= WHAT NEEDS TO BE DONE =
Format every line of the entries below as a numbered list, dropping any blank lines. Leave the pictures out of your answer.

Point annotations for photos
· · · · · · ·

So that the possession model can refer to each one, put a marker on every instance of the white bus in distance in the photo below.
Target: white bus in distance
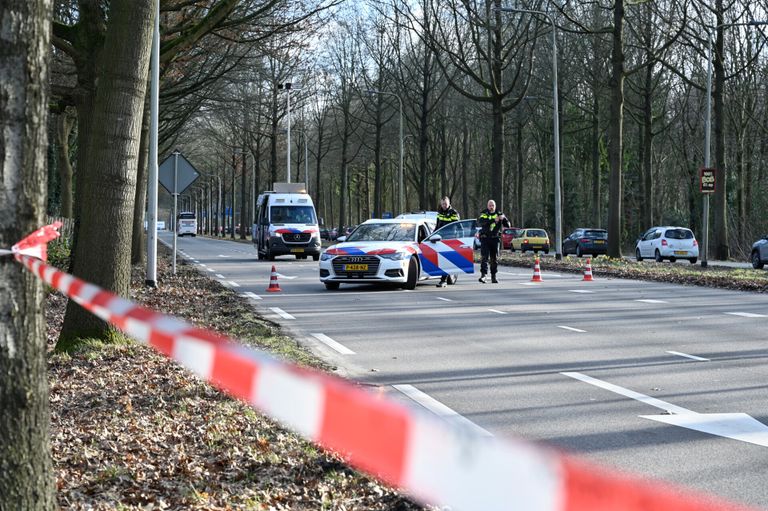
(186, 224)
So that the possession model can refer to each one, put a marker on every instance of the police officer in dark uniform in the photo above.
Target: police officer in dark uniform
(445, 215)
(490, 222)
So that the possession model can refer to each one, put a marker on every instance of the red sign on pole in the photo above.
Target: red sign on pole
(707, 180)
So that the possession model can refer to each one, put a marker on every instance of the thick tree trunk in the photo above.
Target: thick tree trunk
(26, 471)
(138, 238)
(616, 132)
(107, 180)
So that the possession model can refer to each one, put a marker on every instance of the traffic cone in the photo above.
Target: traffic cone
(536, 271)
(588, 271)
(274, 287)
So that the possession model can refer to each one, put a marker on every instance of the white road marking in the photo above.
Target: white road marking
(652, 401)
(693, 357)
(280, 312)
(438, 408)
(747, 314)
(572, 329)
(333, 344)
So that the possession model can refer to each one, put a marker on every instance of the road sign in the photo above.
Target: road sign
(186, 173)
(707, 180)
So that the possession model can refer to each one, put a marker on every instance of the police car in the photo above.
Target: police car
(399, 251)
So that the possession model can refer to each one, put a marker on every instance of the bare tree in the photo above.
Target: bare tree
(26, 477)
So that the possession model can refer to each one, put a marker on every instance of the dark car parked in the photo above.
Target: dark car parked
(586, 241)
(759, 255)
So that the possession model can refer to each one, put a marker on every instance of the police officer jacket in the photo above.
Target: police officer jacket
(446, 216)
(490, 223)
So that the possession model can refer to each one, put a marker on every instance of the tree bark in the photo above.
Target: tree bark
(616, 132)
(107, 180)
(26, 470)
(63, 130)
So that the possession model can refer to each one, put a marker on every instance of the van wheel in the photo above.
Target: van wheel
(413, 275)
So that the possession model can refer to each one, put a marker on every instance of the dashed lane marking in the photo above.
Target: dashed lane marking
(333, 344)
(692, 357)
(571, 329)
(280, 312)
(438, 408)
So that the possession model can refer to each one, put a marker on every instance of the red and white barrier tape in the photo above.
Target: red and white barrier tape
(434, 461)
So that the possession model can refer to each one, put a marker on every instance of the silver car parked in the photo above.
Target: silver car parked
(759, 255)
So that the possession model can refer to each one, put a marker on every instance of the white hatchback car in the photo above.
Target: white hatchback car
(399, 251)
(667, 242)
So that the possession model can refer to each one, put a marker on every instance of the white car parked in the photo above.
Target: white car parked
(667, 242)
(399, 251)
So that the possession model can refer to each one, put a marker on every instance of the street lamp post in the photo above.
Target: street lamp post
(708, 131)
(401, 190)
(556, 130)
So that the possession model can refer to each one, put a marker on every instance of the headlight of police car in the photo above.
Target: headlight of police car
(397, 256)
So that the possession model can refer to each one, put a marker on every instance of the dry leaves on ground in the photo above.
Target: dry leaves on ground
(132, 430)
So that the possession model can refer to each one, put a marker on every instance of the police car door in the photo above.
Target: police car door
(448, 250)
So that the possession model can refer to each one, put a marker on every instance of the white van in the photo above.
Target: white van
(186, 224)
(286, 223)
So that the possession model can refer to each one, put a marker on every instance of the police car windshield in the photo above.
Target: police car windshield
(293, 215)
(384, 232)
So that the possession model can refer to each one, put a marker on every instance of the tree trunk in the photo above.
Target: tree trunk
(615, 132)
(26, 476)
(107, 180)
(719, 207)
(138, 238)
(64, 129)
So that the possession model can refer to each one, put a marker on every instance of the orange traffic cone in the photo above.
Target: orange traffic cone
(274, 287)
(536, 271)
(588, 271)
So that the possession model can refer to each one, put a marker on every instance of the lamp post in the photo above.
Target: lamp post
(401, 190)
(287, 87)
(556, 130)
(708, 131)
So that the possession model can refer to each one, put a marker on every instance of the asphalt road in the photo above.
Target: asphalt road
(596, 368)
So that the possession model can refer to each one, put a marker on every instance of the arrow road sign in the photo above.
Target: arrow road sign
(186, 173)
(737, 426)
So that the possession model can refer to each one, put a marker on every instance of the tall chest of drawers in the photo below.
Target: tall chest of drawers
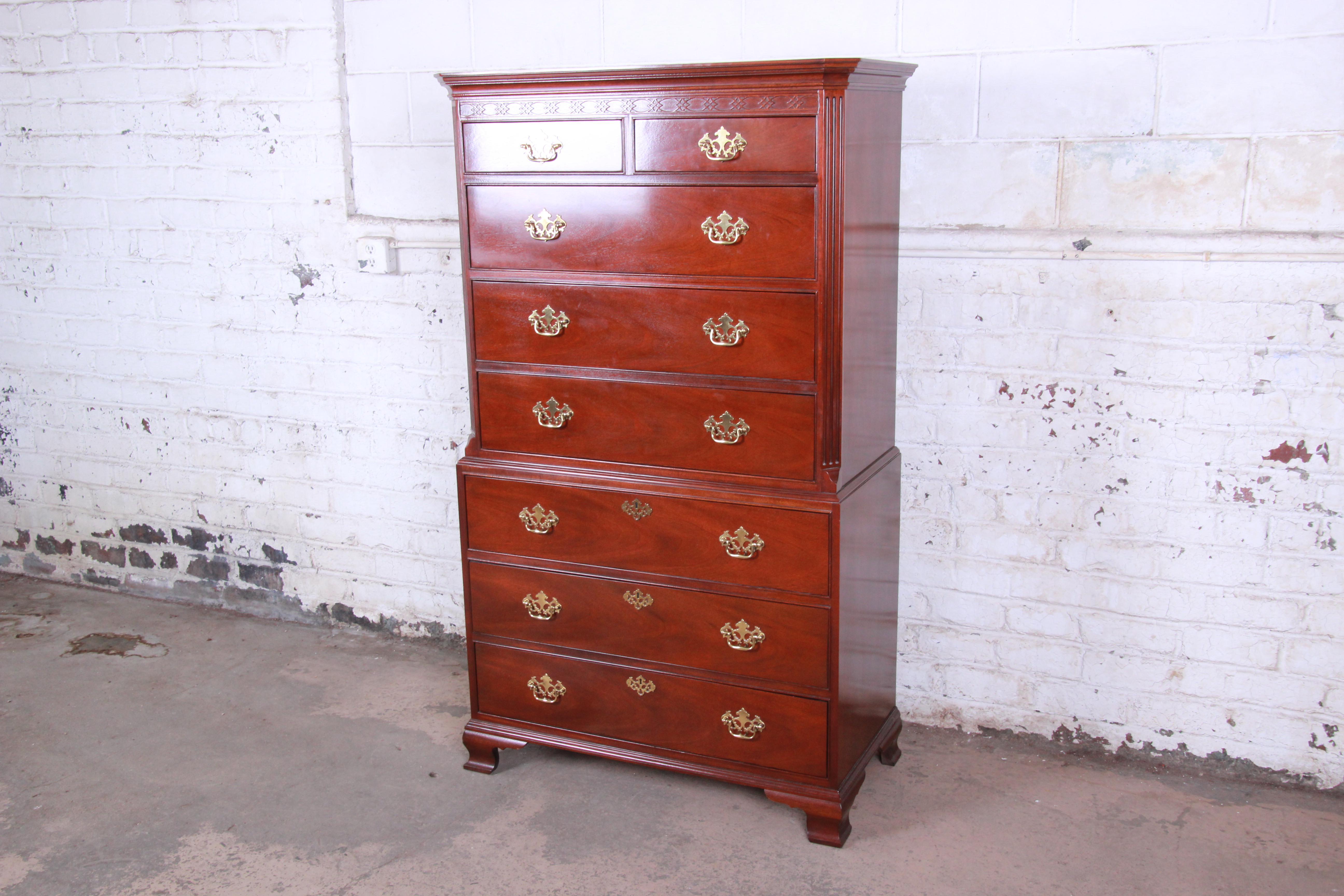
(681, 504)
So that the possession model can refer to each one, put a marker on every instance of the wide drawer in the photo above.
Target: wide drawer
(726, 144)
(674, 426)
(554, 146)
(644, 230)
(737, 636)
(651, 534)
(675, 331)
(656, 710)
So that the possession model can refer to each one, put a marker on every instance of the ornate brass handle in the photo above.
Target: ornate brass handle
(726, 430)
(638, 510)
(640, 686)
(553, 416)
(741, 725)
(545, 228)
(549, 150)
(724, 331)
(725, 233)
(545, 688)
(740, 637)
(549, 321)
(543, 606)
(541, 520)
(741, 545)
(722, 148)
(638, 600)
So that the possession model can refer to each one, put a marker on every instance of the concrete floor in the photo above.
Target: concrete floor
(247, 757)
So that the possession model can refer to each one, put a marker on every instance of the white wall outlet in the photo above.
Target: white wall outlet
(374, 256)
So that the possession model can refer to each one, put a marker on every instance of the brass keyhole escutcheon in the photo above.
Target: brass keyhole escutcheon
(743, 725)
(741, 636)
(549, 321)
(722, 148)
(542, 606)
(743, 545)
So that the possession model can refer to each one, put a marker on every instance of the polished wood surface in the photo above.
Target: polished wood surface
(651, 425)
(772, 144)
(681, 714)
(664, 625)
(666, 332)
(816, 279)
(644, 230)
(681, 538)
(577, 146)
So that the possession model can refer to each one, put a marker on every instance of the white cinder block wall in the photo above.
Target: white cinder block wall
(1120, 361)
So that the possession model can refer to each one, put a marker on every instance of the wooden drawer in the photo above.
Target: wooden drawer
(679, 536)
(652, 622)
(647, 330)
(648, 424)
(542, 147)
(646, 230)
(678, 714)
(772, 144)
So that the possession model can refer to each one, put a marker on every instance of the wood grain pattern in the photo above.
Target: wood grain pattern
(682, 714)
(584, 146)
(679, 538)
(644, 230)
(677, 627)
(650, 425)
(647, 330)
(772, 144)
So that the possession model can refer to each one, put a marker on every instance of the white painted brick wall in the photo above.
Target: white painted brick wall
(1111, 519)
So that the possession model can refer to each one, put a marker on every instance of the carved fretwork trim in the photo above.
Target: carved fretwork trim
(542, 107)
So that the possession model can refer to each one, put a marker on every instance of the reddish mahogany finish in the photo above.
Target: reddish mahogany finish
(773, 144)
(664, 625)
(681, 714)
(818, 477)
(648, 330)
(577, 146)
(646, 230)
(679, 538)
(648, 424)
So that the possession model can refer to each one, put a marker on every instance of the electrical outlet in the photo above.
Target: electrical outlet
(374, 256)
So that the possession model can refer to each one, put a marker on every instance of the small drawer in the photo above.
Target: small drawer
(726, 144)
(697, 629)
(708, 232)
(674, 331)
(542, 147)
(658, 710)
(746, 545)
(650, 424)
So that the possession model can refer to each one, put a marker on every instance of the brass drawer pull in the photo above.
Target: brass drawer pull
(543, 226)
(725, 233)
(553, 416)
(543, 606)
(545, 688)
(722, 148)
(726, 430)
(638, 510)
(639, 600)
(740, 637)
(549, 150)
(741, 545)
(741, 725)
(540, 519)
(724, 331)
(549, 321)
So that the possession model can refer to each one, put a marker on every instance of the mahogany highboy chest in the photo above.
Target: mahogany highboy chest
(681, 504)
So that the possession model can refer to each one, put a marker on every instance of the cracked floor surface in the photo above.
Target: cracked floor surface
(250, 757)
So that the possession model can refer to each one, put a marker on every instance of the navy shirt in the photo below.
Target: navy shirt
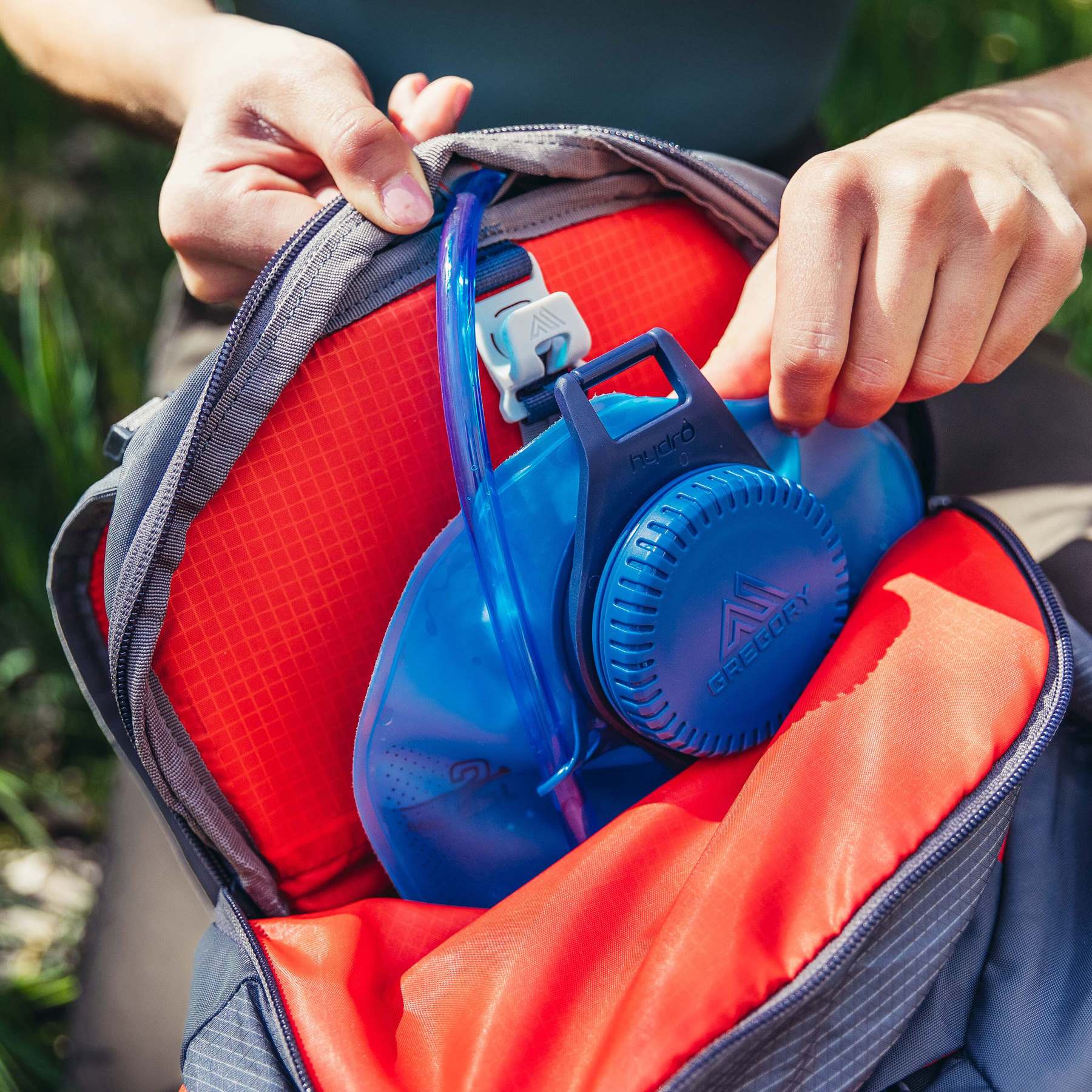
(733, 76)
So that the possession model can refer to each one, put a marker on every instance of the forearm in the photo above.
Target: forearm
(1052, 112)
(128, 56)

· · · · · · ·

= ANSWER IN FULL =
1. So that the possession model can refer to each one, put a marker on every instance of the white bus in distance in the photo below.
2. Target: white bus in distance
3. (186, 224)
4. So that the possession model can refer to each one, put a marker on every instance of the police officer in dark uniform in the photo above.
5. Target: police officer in dark uniform
6. (445, 215)
7. (490, 222)
8. So that the possession model can refer to each one, put a marker on every instance of the red sign on pole in the photo above.
9. Target: red sign on pole
10. (707, 180)
11. So that the possession model can refer to each one, put a marker on every instance of the thick tree trunk in the photo above.
12. Target: thick tree trunk
13. (26, 471)
14. (138, 238)
15. (616, 132)
16. (107, 180)
17. So that the possession model can refer to each one, put a marker on every instance of the traffic cone in the photo above.
18. Target: traffic cone
19. (536, 271)
20. (588, 271)
21. (274, 287)
22. So that the possession model can refer to each one, put a marker on every instance of the white road marking in the photo above.
23. Target: white road marking
24. (652, 401)
25. (693, 357)
26. (280, 312)
27. (438, 408)
28. (747, 314)
29. (572, 329)
30. (333, 344)
31. So that the possession model can refer to each one, put a marker on every instance of the road sign in the photo above.
32. Target: road sign
33. (186, 173)
34. (707, 180)
35. So that the possession model can refer to each one, put a marker on every instance of the police car in the photo above.
36. Target: police car
37. (399, 251)
38. So that the possession model can refer to each one, put a marker on every instance of the bare tree in the photo above.
39. Target: bare tree
40. (26, 477)
41. So that the possession model can refer to each one, put a marker on every instance of the dark car parked in the photo above.
42. Target: dark car parked
43. (586, 241)
44. (759, 255)
45. So that the possession model can refer to each one, put a marker on every instance of the police officer jacket in the photo above.
46. Target: police officer jacket
47. (446, 216)
48. (490, 223)
49. So that the possession model can refer to each one, put a marker on every instance of the tree bark in the photo above.
50. Target: tree bark
51. (616, 132)
52. (107, 180)
53. (26, 470)
54. (63, 130)
55. So that the possession model can refer to each one, put a marker on every instance of the van wheel in the photo above.
56. Target: van wheel
57. (413, 275)
58. So that the possession model can refer to each one, put a marker on every instance of the dashed lane marking in the photo above.
59. Target: dashed lane marking
60. (333, 344)
61. (692, 357)
62. (571, 329)
63. (280, 312)
64. (438, 408)
65. So that the possession model can refer to each one, put a marker on every instance of the red and white barrier tape in the photo above.
66. Target: red and white barrier tape
67. (434, 461)
68. So that the possession model can refer to each one, put a marker on every instance of the silver car parked in the photo above.
69. Target: silver car parked
70. (759, 255)
71. So that the possession model can refer to each one, put a marker on every instance of the white hatchback car in the photo above.
72. Target: white hatchback car
73. (399, 251)
74. (667, 242)
75. So that the possession model can refer to each one, put a marker on every instance of the white car parked in the photo above.
76. Target: white car parked
77. (667, 242)
78. (399, 251)
79. So that the possession model can refer to each one, put a marker on every instance of the street lamp post in the photo above.
80. Target: street lamp post
81. (708, 131)
82. (401, 190)
83. (556, 130)
84. So that the possession model can refer to each one, put a marker on every instance of the headlight of police car in the photo above.
85. Target: headlight of police car
86. (397, 256)
87. So that the possession model can refer to each one, put a marker on every instance of the dry leaves on ground in the photo above.
88. Target: dry leaves on ground
89. (132, 430)
90. So that the possession model can refer to each one, put a marker on every instance of the police car door in the photo above.
91. Target: police car door
92. (448, 250)
93. So that the possession model can refer to each one, put a marker on every instance of the white van in the photo above.
94. Target: white van
95. (186, 224)
96. (286, 223)
97. So that the possession model can refer to each one, put a marker on every instance of the police car windshield in the photo above.
98. Target: police car windshield
99. (293, 215)
100. (384, 232)
101. So that the possession model can refer to each one, put a marker on every instance of the tree trunk in the photo above.
102. Target: tree trunk
103. (615, 132)
104. (26, 476)
105. (107, 180)
106. (719, 207)
107. (138, 238)
108. (64, 129)
109. So that the possession model can refer to each one, put a marker on every instance of the orange traffic cone in the photo above.
110. Target: orange traffic cone
111. (274, 287)
112. (536, 271)
113. (588, 271)
114. So that the possession model can refer to each one, put a marker on every instance of the lamp post in the photo above.
115. Target: lamp post
116. (401, 190)
117. (287, 87)
118. (556, 130)
119. (708, 131)
120. So that the possession model can refer to each one, put a marker on every instance of the asphalt road in the photo above.
121. Target: asphalt road
122. (596, 368)
123. So that the possession model can refer to each one, put a marker on every instance of the arrow road sign in the photo above.
124. Target: arrow road sign
125. (186, 173)
126. (737, 426)
127. So that the possession model can refer to each one, put a marker on every instance of the tall chest of drawers in the photo below.
128. Target: tall chest of drawers
129. (681, 504)
130. So that the possession model can refer to each one, put a marker on every instance of the wide drawer in the photo above.
131. Target: wide drawer
132. (726, 144)
133. (674, 426)
134. (554, 146)
135. (644, 230)
136. (737, 636)
137. (651, 534)
138. (675, 331)
139. (656, 710)
140. So that the possession model can refer to each one, put a marker on every instance of the ornate brass handle in the photo above.
141. Target: ornate brass handle
142. (726, 430)
143. (638, 510)
144. (640, 686)
145. (553, 416)
146. (741, 725)
147. (545, 228)
148. (549, 150)
149. (724, 331)
150. (725, 233)
151. (545, 688)
152. (740, 637)
153. (549, 321)
154. (543, 606)
155. (541, 520)
156. (741, 545)
157. (722, 148)
158. (638, 600)
159. So that the possession model can refer to each one, put a marker on every instance of the concrete floor in the photo above.
160. Target: concrete floor
161. (247, 757)
162. So that the possession model can refer to each one, put a marker on every instance of the white wall outlet in the photo above.
163. Target: white wall outlet
164. (374, 256)
165. So that the possession model can refer to each one, put a marker on every instance of the brass keyhole escutcheon in the photo above.
166. Target: brass keyhole escutcheon
167. (743, 725)
168. (741, 636)
169. (549, 321)
170. (722, 148)
171. (542, 606)
172. (743, 545)
173. So that the possession model can refer to each one, put a marker on every instance of the polished wood surface in the photo above.
174. Target: polished wood surface
175. (651, 425)
176. (772, 144)
177. (681, 714)
178. (664, 625)
179. (666, 332)
180. (816, 279)
181. (644, 230)
182. (681, 538)
183. (577, 146)
184. So that the possession model can refer to each one, put a marker on every instance of the white cinder block wall in the photo above.
185. Target: white cinder block wall
186. (1120, 361)
187. So that the possession model can refer to each one, put a marker on every instance of the wooden drawer in the photo above.
188. Target: wooden drawer
189. (679, 536)
190. (652, 622)
191. (647, 330)
192. (648, 424)
193. (542, 147)
194. (646, 230)
195. (678, 714)
196. (772, 144)
197. So that the possession model can refer to each one, put a marker on every instance of the wood grain pattern in the photo above.
198. Target: wood grain pattern
199. (682, 714)
200. (584, 146)
201. (679, 538)
202. (644, 230)
203. (677, 627)
204. (650, 425)
205. (647, 330)
206. (772, 144)
207. So that the possession model can refer to each one, put a marker on every instance of the white painted brick wall in the photo above.
208. Target: white painted brick wall
209. (1111, 519)
210. So that the possession model can refer to each one, put a marker on every instance of the carved fretwork trim in the photo above.
211. Target: carved fretwork trim
212. (542, 107)
213. So that the possession model can refer to each one, put a marker on every instance of the reddish mahogany finish in the photo above.
214. Target: reddish mahogany finish
215. (773, 144)
216. (664, 625)
217. (681, 714)
218. (818, 477)
219. (648, 330)
220. (577, 146)
221. (646, 230)
222. (679, 538)
223. (648, 424)
224. So that the possession model can refer to each one, put a marker on every instance of the electrical outlet in the photo above.
225. Target: electrical outlet
226. (374, 256)
227. So that the possession model can refer to each one, put a marker on every instance of the small drawer in the photo above.
228. Target: small drawer
229. (726, 144)
230. (697, 629)
231. (708, 232)
232. (674, 331)
233. (542, 147)
234. (658, 710)
235. (746, 545)
236. (650, 424)
237. So that the possession model can refer to each one, put a marker on every instance of the brass drawer pull in the photo above.
238. Target: brass drawer pull
239. (543, 226)
240. (725, 233)
241. (553, 416)
242. (543, 606)
243. (545, 688)
244. (722, 148)
245. (726, 430)
246. (638, 510)
247. (639, 600)
248. (740, 637)
249. (549, 150)
250. (741, 545)
251. (741, 725)
252. (540, 519)
253. (724, 331)
254. (549, 321)
255. So that the possession model can refer to each one, put a marker on every instance of the mahogany highboy chest in the photo above.
256. Target: mahogany highboy chest
257. (681, 504)
258. So that the possession model can refer to each one, put a marker on every instance of the cracked floor surface in the photo above.
259. Target: cracked floor surface
260. (250, 757)
261. So that the possession model can refer to each one, put a marker on every instance of the navy shirt in the photo below.
262. Target: navy shirt
263. (733, 76)
264. So that the possession model can refer to each one, put a marker on every instance of the forearm in the photo above.
265. Target: forearm
266. (1052, 112)
267. (128, 56)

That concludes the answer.